(Dataset entries)
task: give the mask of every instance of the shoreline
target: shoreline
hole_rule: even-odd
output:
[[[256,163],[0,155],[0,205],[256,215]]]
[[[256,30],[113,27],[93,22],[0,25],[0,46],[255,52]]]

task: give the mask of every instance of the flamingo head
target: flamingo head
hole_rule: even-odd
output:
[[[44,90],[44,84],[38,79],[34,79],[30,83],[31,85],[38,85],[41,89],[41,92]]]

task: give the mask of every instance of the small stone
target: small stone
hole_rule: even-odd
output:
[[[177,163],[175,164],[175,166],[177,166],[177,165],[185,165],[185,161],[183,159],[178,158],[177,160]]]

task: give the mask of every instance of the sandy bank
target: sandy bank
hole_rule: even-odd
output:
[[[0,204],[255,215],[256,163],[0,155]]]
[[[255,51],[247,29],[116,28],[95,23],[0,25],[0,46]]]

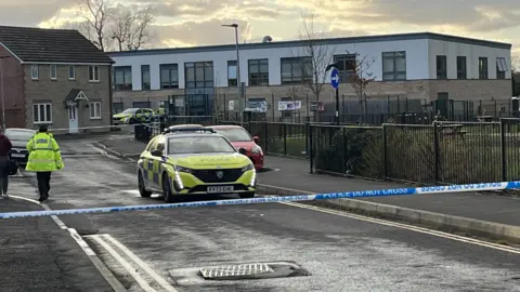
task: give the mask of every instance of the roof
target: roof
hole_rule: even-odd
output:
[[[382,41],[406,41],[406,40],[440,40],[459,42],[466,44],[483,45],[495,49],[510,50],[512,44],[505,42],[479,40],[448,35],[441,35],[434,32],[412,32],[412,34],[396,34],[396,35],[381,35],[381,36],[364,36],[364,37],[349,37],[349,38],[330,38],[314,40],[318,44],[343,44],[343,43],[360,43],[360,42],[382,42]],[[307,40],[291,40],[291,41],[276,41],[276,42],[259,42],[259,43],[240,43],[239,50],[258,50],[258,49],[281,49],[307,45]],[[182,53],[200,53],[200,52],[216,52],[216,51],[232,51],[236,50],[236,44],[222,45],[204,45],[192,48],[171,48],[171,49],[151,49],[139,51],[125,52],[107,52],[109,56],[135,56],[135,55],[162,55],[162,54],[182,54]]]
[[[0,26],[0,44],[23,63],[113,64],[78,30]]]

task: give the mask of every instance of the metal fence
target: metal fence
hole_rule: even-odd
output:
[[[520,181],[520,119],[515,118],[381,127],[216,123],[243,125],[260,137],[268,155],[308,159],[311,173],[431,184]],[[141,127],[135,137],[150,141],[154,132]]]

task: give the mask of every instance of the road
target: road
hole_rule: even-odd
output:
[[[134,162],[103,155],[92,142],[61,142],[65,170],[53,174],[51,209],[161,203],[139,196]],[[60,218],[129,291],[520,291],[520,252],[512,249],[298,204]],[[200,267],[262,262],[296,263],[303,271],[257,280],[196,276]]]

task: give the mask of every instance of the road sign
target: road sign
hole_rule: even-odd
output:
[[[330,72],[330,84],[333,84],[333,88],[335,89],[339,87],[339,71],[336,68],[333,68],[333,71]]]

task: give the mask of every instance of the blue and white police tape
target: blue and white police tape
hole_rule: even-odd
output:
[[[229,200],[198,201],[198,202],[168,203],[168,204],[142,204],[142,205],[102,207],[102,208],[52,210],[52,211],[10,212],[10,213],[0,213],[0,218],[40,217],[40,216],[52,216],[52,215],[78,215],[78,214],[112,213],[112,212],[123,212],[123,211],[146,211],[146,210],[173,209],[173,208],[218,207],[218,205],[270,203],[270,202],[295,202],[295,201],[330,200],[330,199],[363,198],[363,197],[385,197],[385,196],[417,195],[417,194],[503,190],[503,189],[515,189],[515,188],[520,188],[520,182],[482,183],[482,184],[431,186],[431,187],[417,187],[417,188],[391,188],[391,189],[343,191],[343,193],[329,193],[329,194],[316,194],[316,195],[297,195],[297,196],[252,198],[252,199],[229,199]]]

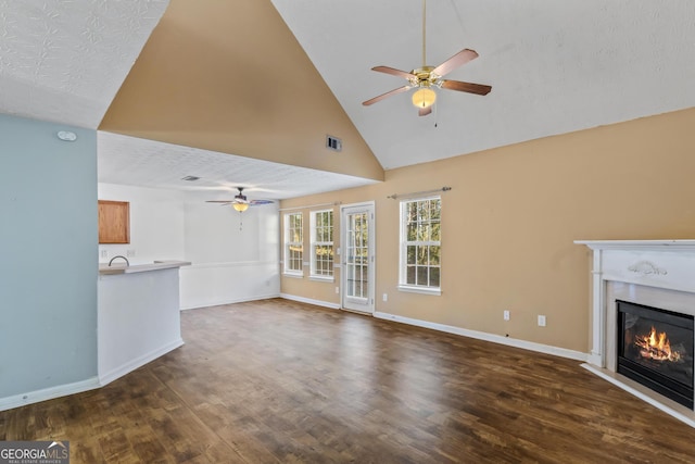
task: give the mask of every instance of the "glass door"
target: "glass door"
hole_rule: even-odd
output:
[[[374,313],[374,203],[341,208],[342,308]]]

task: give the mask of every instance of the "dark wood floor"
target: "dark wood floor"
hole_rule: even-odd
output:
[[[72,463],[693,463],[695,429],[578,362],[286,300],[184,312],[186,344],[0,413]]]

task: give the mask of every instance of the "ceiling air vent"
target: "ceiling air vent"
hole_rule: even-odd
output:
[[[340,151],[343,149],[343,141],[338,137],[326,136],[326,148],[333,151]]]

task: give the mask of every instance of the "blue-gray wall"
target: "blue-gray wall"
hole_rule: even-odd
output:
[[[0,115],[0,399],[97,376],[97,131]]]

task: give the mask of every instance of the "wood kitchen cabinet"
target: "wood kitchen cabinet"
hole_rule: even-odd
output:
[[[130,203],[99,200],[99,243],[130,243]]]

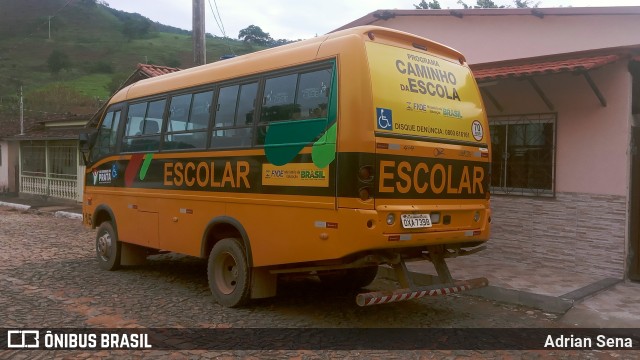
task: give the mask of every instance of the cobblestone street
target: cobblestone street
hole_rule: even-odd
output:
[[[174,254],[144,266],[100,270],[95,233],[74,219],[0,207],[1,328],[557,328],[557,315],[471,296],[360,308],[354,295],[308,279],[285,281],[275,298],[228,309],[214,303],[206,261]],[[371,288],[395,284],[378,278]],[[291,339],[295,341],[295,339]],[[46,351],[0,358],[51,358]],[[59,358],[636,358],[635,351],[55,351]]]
==
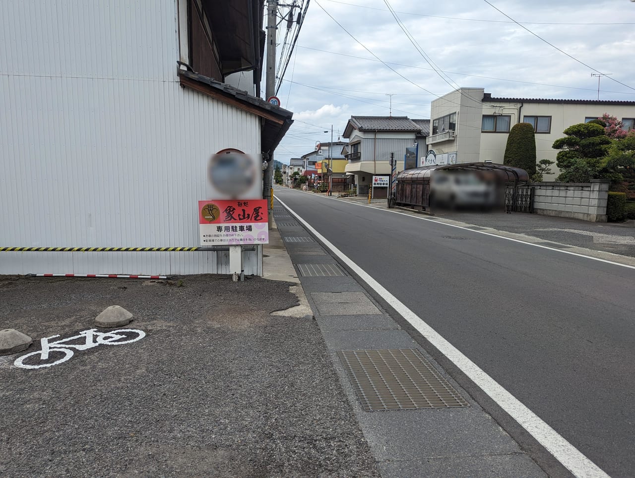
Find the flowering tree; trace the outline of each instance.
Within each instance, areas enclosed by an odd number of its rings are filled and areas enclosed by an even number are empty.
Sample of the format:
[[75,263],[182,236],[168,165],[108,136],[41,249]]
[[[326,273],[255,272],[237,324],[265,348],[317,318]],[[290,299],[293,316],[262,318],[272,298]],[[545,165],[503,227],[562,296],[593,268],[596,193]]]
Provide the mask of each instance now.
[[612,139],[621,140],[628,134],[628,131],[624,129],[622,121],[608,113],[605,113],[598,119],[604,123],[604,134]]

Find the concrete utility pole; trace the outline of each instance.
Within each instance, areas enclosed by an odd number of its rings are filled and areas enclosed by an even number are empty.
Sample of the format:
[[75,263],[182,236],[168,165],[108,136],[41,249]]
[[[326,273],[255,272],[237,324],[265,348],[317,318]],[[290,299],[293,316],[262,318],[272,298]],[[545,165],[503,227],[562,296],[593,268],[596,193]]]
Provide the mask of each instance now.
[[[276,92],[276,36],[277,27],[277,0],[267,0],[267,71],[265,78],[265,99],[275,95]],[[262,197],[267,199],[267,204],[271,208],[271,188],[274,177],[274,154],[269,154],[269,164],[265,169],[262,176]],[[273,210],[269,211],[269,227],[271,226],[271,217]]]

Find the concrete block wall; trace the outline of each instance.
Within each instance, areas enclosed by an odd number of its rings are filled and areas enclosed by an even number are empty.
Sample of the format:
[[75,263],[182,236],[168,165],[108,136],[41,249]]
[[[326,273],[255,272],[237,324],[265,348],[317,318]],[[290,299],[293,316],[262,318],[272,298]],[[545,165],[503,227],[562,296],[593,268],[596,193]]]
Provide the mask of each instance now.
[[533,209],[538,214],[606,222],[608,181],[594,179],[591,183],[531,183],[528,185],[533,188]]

◆ **YOUR OBJECTIVE**
Copy everything above from the line containing "task: give the mask of every instance of the sandy" down through the line containing "[[[255,51],[247,29],[116,28],[95,23],[0,25],[0,46]]]", without any changes.

◆ **THE COMPLETED TASK**
task: give the mask of every instance of the sandy bank
target: sandy bank
hole_rule: even-odd
output:
[[[0,204],[255,215],[256,163],[0,155]]]
[[[255,51],[247,29],[116,28],[95,23],[0,25],[0,46]]]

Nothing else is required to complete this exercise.